Cranbrook is a small town in the Shire of Cranbrook in the Great Southern region of Western Australia between Katanning, Kojonup and Mount Barker, situated 320 km south of Perth. It is billed as "The Gateway to the Stirlings", referring to the nearby Stirling Range National Park. At the 2006 census, Cranbrook had a population of 280.

The settlement grew after it was one of the original railway stations on the Great Southern Railway when the railway opened in 1889, and was gazetted a townsite in 1899.

In 1926, through the Boyup Brook-Cranbrook Railway Act 1926, a railway connection from the Donnybrook–Katanning railway to the Great Southern Railway was approved, which would have connected Cranbrook to Boyup Brook by rail. Construction of this line was started but never completed.
The name is taken from the town of Cranbrook in Kent, England, about 65 kilometres south east of London. It is believed to have been named by Mr J A Wright, who was manager of the Western Australian Land Company which built the railway.

The Noongar peoples know the area as Twonkup or Dwangup; it was a traditional meeting place of the Menang peoples from the south, the Goreng from the south east and the Kaneang from the south west. It was also an important law ground and burial ground with over forty burial mounds found around the area.

The town is a Cooperative Bulk Handling receival site.

Two other gazetted townsites are located within the locality of Cranbrook, Pootenup and Tunney. Both are at the eastern border of the locality and shire and the area of the gazetted townsites stretches into the neighbouring Shire of Broomehill-Tambellup.

*DATA*:
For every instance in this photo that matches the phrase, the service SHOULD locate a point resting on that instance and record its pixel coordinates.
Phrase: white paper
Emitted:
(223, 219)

*WHAT YOU ARE ASKED TO DO*:
Answer these from the passage about Cranbrook:
1. In what year was Cranbrook gazetted a townsite?
2. Which town is Cranbrook's name taken from?
3. How many burial mounds were found around the area?
The material has no connection to the passage about Cranbrook.

*SOLVED EXERCISE*:
1. 1899
2. The town of Cranbrook in Kent, England
3. Over forty